*WORK TO DO:*
Gather each line of the data below that contains the string "jersey" and copy those lines out in full.

*EXCERPTED RECORDS:*
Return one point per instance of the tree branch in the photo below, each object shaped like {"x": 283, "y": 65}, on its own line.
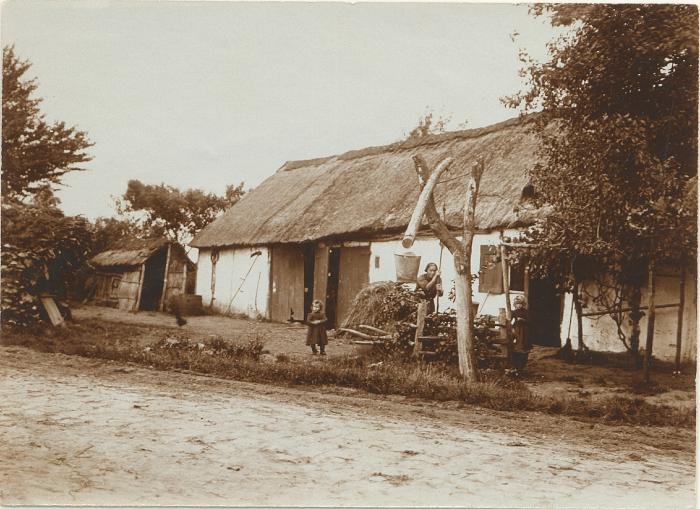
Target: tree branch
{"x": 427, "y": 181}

...

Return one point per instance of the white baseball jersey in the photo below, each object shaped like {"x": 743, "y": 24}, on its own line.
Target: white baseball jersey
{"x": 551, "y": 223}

==

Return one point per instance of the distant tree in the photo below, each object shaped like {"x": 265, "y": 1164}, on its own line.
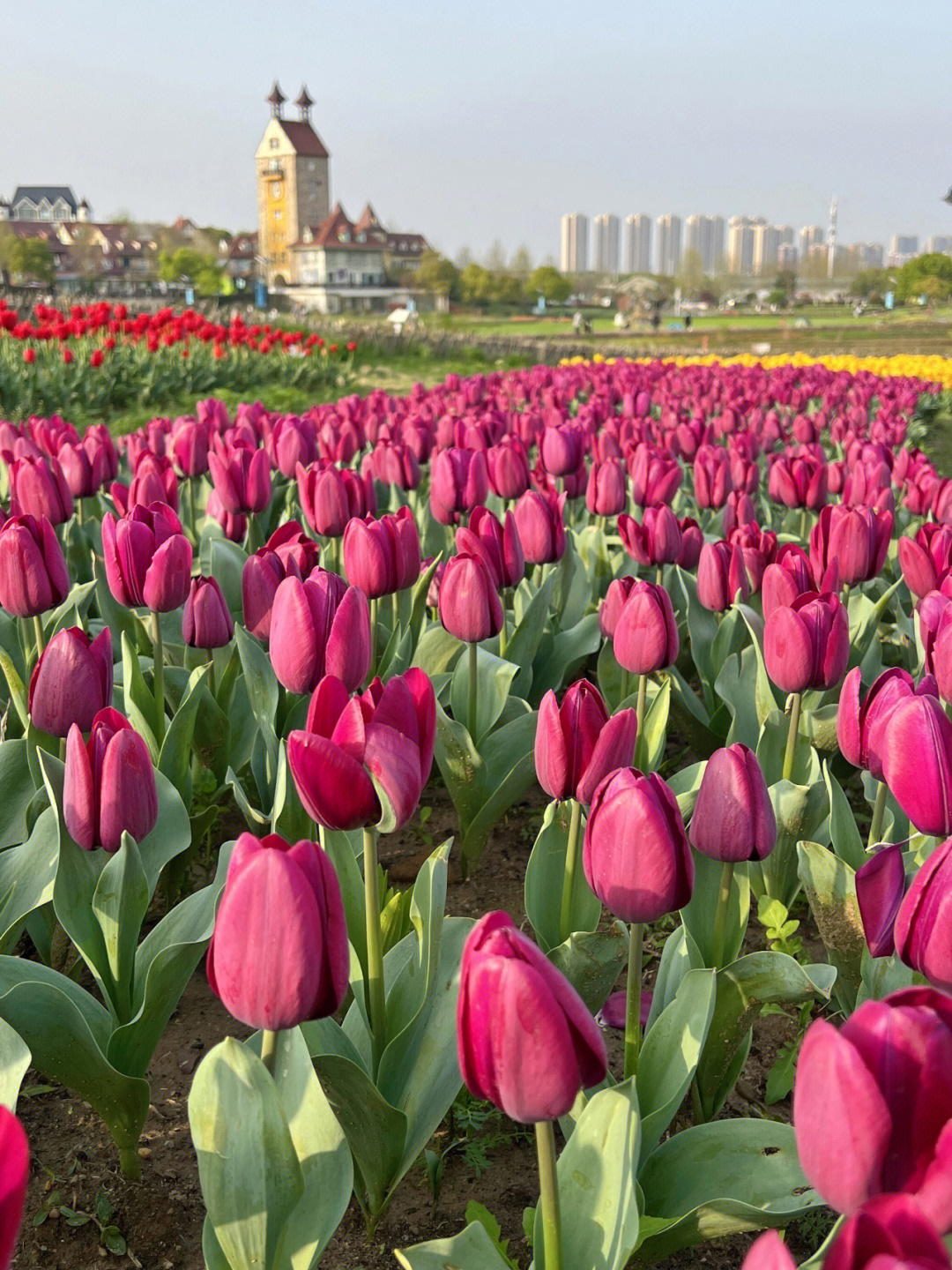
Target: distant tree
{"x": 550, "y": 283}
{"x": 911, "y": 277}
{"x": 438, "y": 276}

*THE RESPONSE:*
Return one point per instance of the white baseball jersey in the photo below, each object shaped like {"x": 743, "y": 24}, on its own line.
Target: white baseball jersey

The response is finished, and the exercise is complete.